All records below must be retyped exactly.

> _Input for this task_:
++++++++++

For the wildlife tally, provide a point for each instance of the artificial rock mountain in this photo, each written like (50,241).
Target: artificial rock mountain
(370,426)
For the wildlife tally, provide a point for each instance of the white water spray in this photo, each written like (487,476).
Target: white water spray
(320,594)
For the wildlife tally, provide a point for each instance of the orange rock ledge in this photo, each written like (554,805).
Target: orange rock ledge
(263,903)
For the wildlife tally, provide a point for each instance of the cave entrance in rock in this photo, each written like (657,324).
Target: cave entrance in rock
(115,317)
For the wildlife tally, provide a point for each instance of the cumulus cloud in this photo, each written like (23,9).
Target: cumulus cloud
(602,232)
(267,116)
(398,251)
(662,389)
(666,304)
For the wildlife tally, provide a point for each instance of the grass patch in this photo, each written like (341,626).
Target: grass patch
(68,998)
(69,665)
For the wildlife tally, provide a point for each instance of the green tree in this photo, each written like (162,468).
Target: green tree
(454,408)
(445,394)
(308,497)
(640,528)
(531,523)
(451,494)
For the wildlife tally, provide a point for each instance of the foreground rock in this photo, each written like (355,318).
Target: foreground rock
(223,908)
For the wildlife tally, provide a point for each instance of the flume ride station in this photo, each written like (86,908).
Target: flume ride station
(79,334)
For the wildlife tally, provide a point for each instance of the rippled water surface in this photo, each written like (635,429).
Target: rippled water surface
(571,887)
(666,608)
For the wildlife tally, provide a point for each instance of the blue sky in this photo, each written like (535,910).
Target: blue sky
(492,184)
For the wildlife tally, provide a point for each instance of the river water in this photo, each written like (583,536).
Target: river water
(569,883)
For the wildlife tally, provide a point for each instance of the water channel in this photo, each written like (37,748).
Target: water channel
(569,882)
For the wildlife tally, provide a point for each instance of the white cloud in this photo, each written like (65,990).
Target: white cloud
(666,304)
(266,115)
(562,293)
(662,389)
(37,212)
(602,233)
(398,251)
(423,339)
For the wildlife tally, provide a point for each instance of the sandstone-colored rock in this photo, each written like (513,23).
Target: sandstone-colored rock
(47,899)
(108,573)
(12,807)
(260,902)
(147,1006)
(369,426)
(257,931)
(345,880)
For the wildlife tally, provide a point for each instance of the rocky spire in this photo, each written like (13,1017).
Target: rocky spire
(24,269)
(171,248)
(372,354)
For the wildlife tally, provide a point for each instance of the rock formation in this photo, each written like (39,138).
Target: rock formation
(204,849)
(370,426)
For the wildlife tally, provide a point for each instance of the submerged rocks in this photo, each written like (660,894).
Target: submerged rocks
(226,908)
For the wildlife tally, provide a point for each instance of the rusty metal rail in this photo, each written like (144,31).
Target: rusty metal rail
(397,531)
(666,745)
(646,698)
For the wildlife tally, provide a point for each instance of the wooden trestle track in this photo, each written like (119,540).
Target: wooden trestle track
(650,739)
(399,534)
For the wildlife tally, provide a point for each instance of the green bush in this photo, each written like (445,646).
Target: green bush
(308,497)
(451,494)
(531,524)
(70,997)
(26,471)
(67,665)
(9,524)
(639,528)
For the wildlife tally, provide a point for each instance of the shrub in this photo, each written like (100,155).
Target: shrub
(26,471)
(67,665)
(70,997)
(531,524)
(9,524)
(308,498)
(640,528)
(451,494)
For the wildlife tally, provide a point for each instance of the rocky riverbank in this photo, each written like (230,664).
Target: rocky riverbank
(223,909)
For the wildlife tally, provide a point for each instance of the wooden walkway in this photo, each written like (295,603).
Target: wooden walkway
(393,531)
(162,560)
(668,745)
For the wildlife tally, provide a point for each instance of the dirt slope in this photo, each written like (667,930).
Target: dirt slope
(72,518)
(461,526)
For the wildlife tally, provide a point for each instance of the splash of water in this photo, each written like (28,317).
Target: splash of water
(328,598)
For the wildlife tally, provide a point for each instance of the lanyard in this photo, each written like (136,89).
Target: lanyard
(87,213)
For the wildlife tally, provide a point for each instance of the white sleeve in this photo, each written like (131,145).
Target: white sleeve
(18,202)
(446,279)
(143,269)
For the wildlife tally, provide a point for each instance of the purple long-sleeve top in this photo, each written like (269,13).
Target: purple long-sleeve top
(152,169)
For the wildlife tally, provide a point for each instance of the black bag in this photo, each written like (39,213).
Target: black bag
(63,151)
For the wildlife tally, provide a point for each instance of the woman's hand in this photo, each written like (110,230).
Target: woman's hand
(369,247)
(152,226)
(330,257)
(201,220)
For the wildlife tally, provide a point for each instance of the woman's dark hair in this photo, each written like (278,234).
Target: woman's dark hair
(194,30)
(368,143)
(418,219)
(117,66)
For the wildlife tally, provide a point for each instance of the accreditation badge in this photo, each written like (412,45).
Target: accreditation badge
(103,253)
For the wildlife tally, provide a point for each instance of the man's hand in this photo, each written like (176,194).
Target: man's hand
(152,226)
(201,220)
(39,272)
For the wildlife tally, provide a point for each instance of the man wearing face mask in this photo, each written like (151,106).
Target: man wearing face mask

++++++++++

> _Solved exercise_:
For the wildlife tally, provide a point for each instance of the artificial rock mountain in this photo, each written like (50,241).
Target: artificial rock mountain
(370,426)
For the wildlife tally, provide a point for each instance of the white water spray in this photo, each written like (487,476).
Target: white water spray
(320,594)
For the wildlife tally, provide a point for each instance of the orange rock ledge in this photo, each written like (554,805).
Target: orange rock ledge
(263,903)
For the wildlife tally, provide a point for each instance of the cave entrance in rock in this photo, each written like (657,324).
Target: cave entrance in rock
(115,317)
For the wildlife tally, provide a point for each instance of the cumulus cloud in this photo, each written like (23,9).
Target: cumulus cloud
(602,232)
(267,116)
(398,251)
(662,389)
(666,304)
For the wildlife tally, provide a point for each instance of the grass patch in this photo, each written like (341,626).
Target: grass patch
(68,998)
(69,665)
For the wildlife tally, provide a point for each instance of the green tree in this photo, each written like (162,468).
Target: green tree
(454,408)
(445,394)
(308,497)
(640,528)
(531,523)
(451,494)
For the wildlife tally, provide a point for each instance of the foreground rock in this photo, each written like (355,318).
Target: foreground rock
(223,908)
For the wildlife tally, provide a point for each instance of the flume ride station in this photo, each written like (86,908).
Target: flume ride station
(79,334)
For the wildlife tally, provide a point for each instance of the rippled water surface in this photo, each written like (635,429).
Target: rippled water surface
(571,887)
(666,608)
For the wildlife tally, provide a point for each instance of the blue sky in this photo, each written like (535,910).
Target: blue sky
(492,184)
For the wildlife tally, provide a point for each instance of the river water in this photo, each written like (583,536).
Target: river water
(569,883)
For the wildlife tally, provide a point for each instance of the water channel in this photo, each written like (37,748).
Target: water channel
(569,882)
For the wildlife tally, provide a point for each instance of the white cloud in this photo, each written like (65,990).
Target: white cloud
(666,304)
(266,115)
(562,293)
(662,389)
(37,212)
(602,233)
(398,251)
(423,339)
For the wildlife tally, provide a point for each instance of the sandstone-colored rock in this photo, each written like (513,23).
Target: sandstone-colored rock
(47,899)
(108,573)
(12,807)
(260,902)
(147,1006)
(369,426)
(257,931)
(345,880)
For the wildlife tally, provide a point for each instance of the rocky spire in this photo, each written like (13,1017).
Target: rocky spire
(24,269)
(171,248)
(372,354)
For the wildlife tally, provide a point for each instance of the rock formation in this photo, each written like (39,138).
Target: rock formation
(204,849)
(370,426)
For the wildlife tally, provide a point for each instance of the submerged rocks in this photo, each written like (660,894).
Target: submerged rocks
(226,908)
For the wildlife tally, provide a point for each instance of the rusty metal rail in this photo, each written like (144,31).
Target: rusty metal rail
(397,531)
(666,745)
(646,698)
For the wildlife tally, provide a point for each instance of the wooden trestle track in this photo, each written like (119,540).
Target: wooden trestle track
(650,739)
(399,534)
For the wildlife tally, provide a point for each instance of the green bush in this photo, each written like (445,646).
Target: green bush
(308,497)
(451,494)
(531,524)
(70,997)
(26,471)
(67,665)
(9,524)
(639,528)
For the wildlife tally, provide a point for each instance of the shrub in this photo, each written like (100,155).
Target: shrub
(26,471)
(67,665)
(70,997)
(531,524)
(9,524)
(308,498)
(640,528)
(451,494)
For the wildlife tally, provide a point for each instance of the rocky riverbank in this photo, each written like (230,664).
Target: rocky riverbank
(223,909)
For the wildlife tally, provide a point for each instance of the wooden walkway in this photo, each written like (295,603).
Target: wooden walkway
(393,531)
(162,560)
(668,745)
For the wildlife tally, provide a point for each instance of the dirt slope in this photo, each written like (667,930).
Target: dirt slope
(72,518)
(461,526)
For the wildlife tally, provide a point for each instance of the splash of water in this photo, each written like (28,317).
Target: splash of water
(328,598)
For the wildlife tally, provide a point for each instance of the lanyard in this photo, each written like (136,89).
Target: lanyard
(87,213)
For the wildlife tally, provide a point for each instance of the white sleeve in this photo, each written like (131,145).
Target: white sleeve
(18,202)
(446,279)
(143,269)
For the wildlife tally, provide a point for each instance of the purple long-sleeve top in this photo, each written like (269,13).
Target: purple long-sleeve top
(152,169)
For the wildlife tally, provide a point for each instance of the black bag in this photo, each written like (39,213).
Target: black bag
(63,151)
For the wildlife tally, provide a point for each instance of the woman's hand in this photo, each written like (110,230).
Target: woman's hand
(369,247)
(152,226)
(330,257)
(201,220)
For the wildlife tally, provide a point for each instance of the woman's dark hair in this photo, each written like (278,234).
Target: woman's dark hair
(194,30)
(368,143)
(418,219)
(117,66)
For the wildlife tally, provide a point for each instance of the accreditation badge in this photo, each written like (412,45).
Target: accreditation badge
(103,253)
For the wildlife tally, provide a point for each instance of the man's hand in this photo, each written like (176,194).
Target: man's hand
(152,226)
(201,220)
(39,272)
For the wildlife tally, provide a point for each instance of the man wearing face mask in this photo, each written like (151,106).
Target: man wearing face mask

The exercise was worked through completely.